> TASK ITEM
Once you reach the line containing "box: [11, 0, 700, 141]" in the data below, restate each line word for word up to and including the one containing "0L0 137L54 149L700".

*** RAW DATA

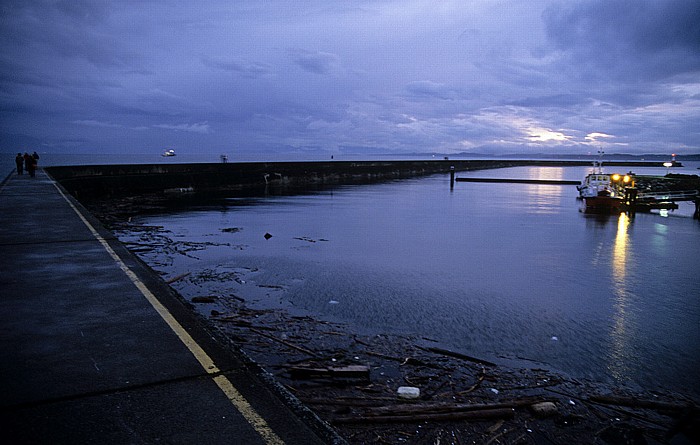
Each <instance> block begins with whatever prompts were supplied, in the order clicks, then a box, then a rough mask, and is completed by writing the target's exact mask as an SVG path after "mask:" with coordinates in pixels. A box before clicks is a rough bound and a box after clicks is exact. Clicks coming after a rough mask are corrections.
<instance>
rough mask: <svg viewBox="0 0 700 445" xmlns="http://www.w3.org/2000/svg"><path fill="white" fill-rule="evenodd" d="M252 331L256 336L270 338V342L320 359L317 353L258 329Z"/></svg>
mask: <svg viewBox="0 0 700 445" xmlns="http://www.w3.org/2000/svg"><path fill="white" fill-rule="evenodd" d="M250 331H251V332H255V333H256V334H258V335H261V336H263V337H265V338H269V339H270V340H274V341H276V342H279V343H282V344H283V345H285V346H287V347H289V348H292V349H296V350H297V351H299V352H303V353H304V354H307V355H310V356H312V357H318V354H316V353H315V352H313V351H309V350H308V349H306V348H302V347H301V346H297V345H295V344H293V343H289V342H288V341H285V340H282V339H281V338H277V337H275V336H274V335H270V334H266V333H264V332H262V331H260V330H258V329H252V328H251V329H250Z"/></svg>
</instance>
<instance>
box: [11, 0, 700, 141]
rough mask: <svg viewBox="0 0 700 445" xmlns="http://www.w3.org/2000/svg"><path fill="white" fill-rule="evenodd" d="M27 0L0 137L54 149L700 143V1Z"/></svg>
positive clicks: (397, 0)
mask: <svg viewBox="0 0 700 445" xmlns="http://www.w3.org/2000/svg"><path fill="white" fill-rule="evenodd" d="M6 3H7V2H6ZM15 3H16V4H11V5H7V4H3V5H2V6H1V7H0V8H1V9H0V11H2V20H1V21H0V109H2V110H7V112H4V113H3V119H2V121H1V122H0V136H2V134H6V135H25V136H26V138H25V140H34V139H30V138H36V140H41V141H43V142H42V144H43V146H50V147H60V146H61V144H64V146H65V147H66V149H75V148H76V147H77V148H79V146H78V145H77V144H80V143H81V141H82V143H84V144H85V147H86V148H87V147H90V149H92V148H93V147H102V148H101V149H103V150H116V149H119V150H121V149H122V147H124V146H129V147H132V148H133V149H134V150H153V149H154V147H156V149H158V150H160V147H163V146H170V147H174V148H177V149H179V150H188V149H190V147H198V148H197V149H203V150H211V151H214V152H218V151H219V150H223V149H225V148H227V147H231V146H235V147H237V149H240V150H250V151H256V152H257V151H259V152H264V151H274V152H278V153H279V152H281V151H282V152H283V151H295V150H296V151H299V152H304V153H308V152H309V151H313V150H317V151H323V152H327V151H329V152H338V153H340V152H347V151H348V150H354V151H362V150H363V149H364V150H367V152H375V153H376V152H378V151H379V152H381V151H382V150H384V151H385V152H392V153H401V152H430V151H434V152H445V153H454V152H460V151H483V150H497V151H507V152H525V151H538V152H540V151H548V150H549V151H552V150H558V151H566V150H569V151H573V152H581V151H584V152H587V151H590V149H591V146H592V145H593V144H594V143H595V144H605V145H608V146H612V147H620V148H621V149H624V150H628V151H644V150H648V147H656V148H655V149H659V148H663V149H665V148H667V147H681V148H683V147H685V148H686V149H687V150H693V151H700V148H699V147H700V142H699V141H698V132H697V130H695V128H697V121H698V120H699V119H700V111H699V109H700V82H699V81H698V78H700V75H699V71H700V48H699V46H698V45H699V42H700V35H699V33H700V31H699V30H700V27H698V26H697V23H700V13H699V10H700V2H697V1H681V0H668V1H651V0H639V1H622V0H607V1H600V0H571V1H555V0H532V1H529V2H522V1H519V0H474V1H471V2H466V3H465V2H451V1H446V2H438V3H435V2H427V1H422V0H402V1H398V0H396V1H393V0H386V1H379V2H377V1H360V2H332V3H328V2H325V1H321V0H310V1H308V2H302V3H295V4H294V5H291V4H287V3H286V2H253V1H240V2H228V1H223V0H222V1H217V0H210V1H206V2H203V3H201V4H199V3H197V4H194V3H193V4H190V3H187V2H179V1H165V0H164V1H118V2H117V1H51V0H45V1H27V2H15ZM589 134H599V135H604V136H596V137H588V138H587V135H589ZM2 140H5V141H7V140H8V138H7V137H5V138H3V139H2ZM12 140H17V139H16V138H14V139H12ZM178 144H179V145H178ZM623 144H624V145H623ZM3 148H9V149H11V147H3ZM192 149H194V148H192ZM674 150H675V148H674Z"/></svg>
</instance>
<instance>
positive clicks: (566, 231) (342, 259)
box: [121, 167, 700, 397]
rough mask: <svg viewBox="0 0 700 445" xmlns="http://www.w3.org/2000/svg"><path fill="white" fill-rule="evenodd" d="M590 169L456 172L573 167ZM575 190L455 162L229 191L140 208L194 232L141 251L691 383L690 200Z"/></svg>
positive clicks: (345, 301)
mask: <svg viewBox="0 0 700 445" xmlns="http://www.w3.org/2000/svg"><path fill="white" fill-rule="evenodd" d="M587 170H588V169H587V168H579V167H567V168H551V167H547V168H537V167H520V168H511V169H502V170H489V171H478V172H469V173H460V174H458V176H467V175H470V176H477V177H511V178H549V179H574V180H576V179H581V178H582V177H583V175H584V174H585V173H586V171H587ZM641 170H645V169H641ZM637 173H640V174H653V173H659V174H663V173H665V171H663V169H661V170H660V171H657V170H653V169H651V170H649V171H638V172H637ZM576 195H577V191H576V188H575V187H573V186H553V185H527V184H481V183H458V184H456V186H455V189H454V191H452V192H450V190H449V177H448V176H447V175H437V176H431V177H426V178H419V179H413V180H405V181H396V182H389V183H382V184H375V185H356V186H344V187H339V188H335V189H333V190H326V191H320V192H314V193H309V194H304V195H297V196H273V195H268V196H263V197H253V198H231V199H227V200H225V201H223V202H218V203H217V204H215V205H211V206H198V207H194V208H191V209H187V210H184V211H179V212H177V213H173V214H167V215H153V216H146V217H143V218H140V219H139V220H138V221H135V222H137V223H140V224H147V225H158V226H163V228H164V229H165V231H166V232H162V233H161V234H160V235H164V236H166V237H167V238H169V239H170V240H171V241H173V242H174V243H175V244H177V245H180V246H185V247H188V246H189V248H183V249H180V253H172V251H171V252H170V253H166V252H164V251H163V250H154V251H150V252H148V251H146V252H143V253H142V256H143V257H144V259H145V260H146V261H147V262H149V263H150V264H151V265H152V266H153V267H154V268H155V269H157V270H160V271H162V272H165V273H167V274H168V275H175V274H179V273H183V272H190V273H191V274H192V275H191V280H190V281H189V282H185V281H183V282H180V283H177V286H179V288H178V289H179V290H180V291H181V292H182V293H183V295H185V296H188V295H189V296H193V295H198V294H202V293H217V294H218V295H229V294H236V295H239V296H241V297H243V298H245V299H246V300H247V301H249V302H251V303H252V302H255V304H256V305H258V306H260V307H284V308H287V309H290V310H293V311H299V312H300V313H308V314H311V315H313V316H315V317H319V318H326V319H332V320H339V321H343V322H346V323H348V324H349V325H351V326H353V327H355V328H356V329H357V330H358V331H363V332H375V331H376V332H399V333H409V334H415V335H418V336H420V337H427V338H430V339H434V340H437V341H438V342H439V343H440V344H441V345H442V346H443V347H447V348H450V349H454V350H458V351H461V352H463V353H466V354H469V355H473V356H478V357H481V358H484V359H487V360H492V361H496V362H508V363H511V360H517V363H518V364H520V365H522V364H523V363H525V364H527V365H528V366H549V367H551V368H554V369H557V370H559V371H563V372H565V373H568V374H570V375H571V376H572V377H575V378H591V379H595V380H600V381H604V382H606V383H612V384H617V383H620V384H626V385H631V386H633V387H635V386H639V387H642V388H645V389H671V390H676V391H679V392H683V393H686V394H689V395H693V396H694V397H697V396H698V395H700V378H698V375H699V371H700V352H699V351H700V346H699V345H700V223H698V221H695V220H693V219H692V218H691V215H692V210H693V207H692V205H690V204H687V203H680V205H681V209H680V210H679V211H676V212H672V213H670V214H669V215H668V216H666V215H663V216H662V215H660V214H658V213H656V214H637V215H636V217H634V218H630V217H629V216H627V215H624V214H623V215H620V216H609V217H600V216H590V215H585V214H583V213H580V212H579V210H578V208H579V206H580V203H579V202H578V201H577V200H576ZM268 232H269V233H270V234H272V235H273V236H272V238H270V239H265V238H264V236H263V235H264V234H265V233H268ZM137 238H138V234H128V233H127V234H121V239H122V240H124V241H126V242H133V241H136V240H137ZM206 277H216V278H217V279H216V280H206Z"/></svg>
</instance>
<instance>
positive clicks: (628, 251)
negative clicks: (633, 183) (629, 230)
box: [608, 213, 633, 380]
mask: <svg viewBox="0 0 700 445" xmlns="http://www.w3.org/2000/svg"><path fill="white" fill-rule="evenodd" d="M630 224H631V220H630V218H629V216H627V214H625V213H621V214H620V217H619V219H618V220H617V233H616V235H615V242H614V244H613V249H612V258H611V267H612V281H613V287H612V289H613V296H614V303H613V305H614V310H615V312H614V313H613V325H612V331H611V333H610V337H611V341H612V343H611V344H612V347H611V351H610V354H609V356H608V369H609V370H610V373H611V375H612V376H613V377H615V378H616V379H618V380H624V379H625V378H626V377H627V376H628V374H629V366H628V365H627V361H628V360H629V359H630V356H631V355H632V354H633V351H632V346H631V345H630V340H631V339H632V337H633V332H631V331H632V326H633V324H632V323H631V320H630V317H631V314H630V313H629V304H630V299H631V297H632V295H631V293H630V291H629V290H628V286H627V283H628V280H629V277H628V275H629V268H630V267H631V264H630V257H631V254H632V248H631V246H630V242H629V228H630Z"/></svg>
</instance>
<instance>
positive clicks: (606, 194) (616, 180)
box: [576, 160, 634, 213]
mask: <svg viewBox="0 0 700 445" xmlns="http://www.w3.org/2000/svg"><path fill="white" fill-rule="evenodd" d="M628 187H634V176H633V175H632V173H631V172H630V173H628V174H626V175H621V174H619V173H603V162H602V161H600V160H597V161H594V162H593V172H592V173H589V174H588V175H586V177H585V178H584V179H583V181H581V185H578V186H576V188H577V189H578V192H579V198H580V199H582V200H583V203H584V209H583V210H584V212H586V213H619V212H622V211H623V210H624V209H625V190H626V188H628Z"/></svg>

******

> SOLUTION
box: [11, 0, 700, 141]
rough mask: <svg viewBox="0 0 700 445" xmlns="http://www.w3.org/2000/svg"><path fill="white" fill-rule="evenodd" d="M27 0L0 137L54 149L700 143V1Z"/></svg>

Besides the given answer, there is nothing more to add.